• _Data items_:
—————

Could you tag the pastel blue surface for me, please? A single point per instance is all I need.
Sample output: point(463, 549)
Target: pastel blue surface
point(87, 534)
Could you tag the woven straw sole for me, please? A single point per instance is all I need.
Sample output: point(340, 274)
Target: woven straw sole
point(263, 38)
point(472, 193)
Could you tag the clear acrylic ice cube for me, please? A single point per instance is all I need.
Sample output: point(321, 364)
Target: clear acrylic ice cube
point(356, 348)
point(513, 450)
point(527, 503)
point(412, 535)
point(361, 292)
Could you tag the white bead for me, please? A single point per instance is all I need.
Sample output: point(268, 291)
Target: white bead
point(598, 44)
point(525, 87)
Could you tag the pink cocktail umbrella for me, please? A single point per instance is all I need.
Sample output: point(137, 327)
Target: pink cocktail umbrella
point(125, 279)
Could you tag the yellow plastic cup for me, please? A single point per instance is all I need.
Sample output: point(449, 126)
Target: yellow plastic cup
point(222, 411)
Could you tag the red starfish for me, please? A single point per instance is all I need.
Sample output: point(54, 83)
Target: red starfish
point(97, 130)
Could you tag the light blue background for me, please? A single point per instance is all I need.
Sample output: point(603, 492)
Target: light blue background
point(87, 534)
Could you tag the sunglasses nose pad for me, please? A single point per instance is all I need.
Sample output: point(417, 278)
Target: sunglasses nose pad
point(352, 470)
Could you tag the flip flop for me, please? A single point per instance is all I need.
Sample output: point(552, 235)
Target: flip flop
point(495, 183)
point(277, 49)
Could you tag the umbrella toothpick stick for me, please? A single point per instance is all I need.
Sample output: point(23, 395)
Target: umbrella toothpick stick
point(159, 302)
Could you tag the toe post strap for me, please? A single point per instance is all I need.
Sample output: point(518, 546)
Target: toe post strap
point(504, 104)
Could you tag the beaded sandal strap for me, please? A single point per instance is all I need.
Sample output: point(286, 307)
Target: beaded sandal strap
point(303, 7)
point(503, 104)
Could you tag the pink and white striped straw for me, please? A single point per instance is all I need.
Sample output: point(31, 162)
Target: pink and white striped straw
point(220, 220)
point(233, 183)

—————

• _Exercise_: Reproduce these lines verbatim, every one of them.

• _Output for this task_:
Could you tag the pastel blue surface for me, please? A single point per instance is all I need.
Sample output: point(463, 549)
Target: pastel blue surface
point(87, 534)
Could you tag the woven straw sole for me, please? A single point per instance is all I need.
Sample output: point(340, 274)
Target: woven straw sole
point(263, 38)
point(472, 193)
Could you tag the clear acrylic ice cube for me, please? A single point per instance is all I need.
Sample output: point(321, 364)
Target: clear acrylic ice cube
point(356, 348)
point(513, 450)
point(527, 503)
point(412, 535)
point(361, 292)
Could you tag the white bead for me, please? A single point per instance is all I need.
Sample output: point(268, 291)
Target: white bead
point(598, 44)
point(525, 87)
Could you tag the pink cocktail umbrella for me, please? A single point per instance is all I need.
Sample output: point(137, 327)
Target: pink cocktail umbrella
point(125, 279)
Could you tag the yellow plastic cup for me, please? A single point per instance is all I need.
Sample output: point(449, 126)
Target: yellow plastic cup
point(222, 411)
Could you tag the red starfish for me, please? A single point per instance is all I need.
Sample output: point(54, 83)
Target: red starfish
point(97, 130)
Could you tag the light blue background for me, please? A single point per instance is all I need.
Sample output: point(603, 492)
Target: light blue background
point(87, 534)
Could you tag the sunglasses nose pad for me, please? A single point per instance is all I need.
Sample output: point(417, 278)
Target: sunglasses nose pad
point(352, 470)
Could you tag the flip flop for me, please? A single point per instance is all I need.
Sample output: point(552, 235)
Target: flip flop
point(495, 183)
point(277, 49)
Could you tag the umbrella toothpick stick for me, please? A single point per instance is all I need.
Sample output: point(23, 395)
Target: umbrella toothpick stick
point(159, 302)
Could you tag the toe post strap for me, please? A single point per instance is all I need.
Sample output: point(518, 546)
Target: toe post strap
point(504, 104)
Could you tag the beaded sandal strap for me, please? A single point per instance is all I need.
Sample output: point(286, 307)
Target: beaded sandal strap
point(303, 7)
point(503, 104)
Could you tag the pink and white striped straw for me, please? A single point per instance is all I need.
Sample output: point(31, 162)
Target: pink and white striped straw
point(220, 220)
point(233, 183)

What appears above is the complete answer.